Mr. Meyer Luskin is a director of MetaProbe, Inc. a startup biotechnology company that the Company made a direct investment in during fiscal 2001. Mr. Luskin is also a director of Stamet, Inc. a private company in which the Company has an investment.
William H. Mannon a director of the Corporation has acted as a consultant to the Corporation since his retirement in 1986 and has been compensated for his services at the rate of $1,000 per month. The Corporation expects to continue to consult with Mr. Mannon in the near future.
During the fiscal year ended June 30, 2000, the Company loaned $200,000 to Robert McMullen, an executive officer of the Company, to help in his relocation from Georgia to California. The note bears interest only of 6% for the first two years and then quarterly principal and interest payments until the balance is paid in May 2011. Mr. McMullen prepaid $100,000 of the loan principal when he sold his residence. The remaining loan balance of $100,000 is unsecured and remains on the original payment schedule; Mr. McMullen is current with interest on the loan.
DIRECTORS’ COMPENSATION
From July 1, 2001 through June 30, 2002, each outside director of the Corporation received a $1,000 fee and reimbursements for certain expenses for each of the Board of Directors meetings attended plus a compensation of $4,000 annually. Each Director who is a member of the Audit Committee received $600 for each Audit Committee meeting attended.
MEETINGS OF THE BOARD OF DIRECTORS
During the fiscal year July 1, 2001 through June 30, 2002, the Board of Directors of the Corporation held four regular meetings. No person attended fewer than 75% of the aggregate of the total number of Board meetings and the total number of committee meetings held by the committee on which they served.

::::::::

OBJECTIVE 1:
Answer these from the excerpt on directors, one line each:
(a) At what monthly rate has William H. Mannon been compensated for his consulting services?
(b) How much of the loan principal did Robert McMullen prepay when he sold his residence?
(c) How many regular meetings did the Board of Directors hold from July 1, 2001 through June 30, 2002?
OBJECTIVE 2:
Translate this sentence from the excerpt on directors into Spanish: "Each Director who is a member of the Audit Committee received $600 for each Audit Committee meeting attended."

STORED DATA:
::::::::

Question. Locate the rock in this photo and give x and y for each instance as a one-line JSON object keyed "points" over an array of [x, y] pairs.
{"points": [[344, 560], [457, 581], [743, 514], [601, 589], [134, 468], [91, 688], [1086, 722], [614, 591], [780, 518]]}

::::::::

CORRECT RESPONSE 1:
(a) $1,000 per month
(b) $100,000
(c) Four

CORRECT RESPONSE 2:
Cada director que es miembro del Comité de Auditoría recibió $600 por cada reunión del Comité de Auditoría a la que asistió.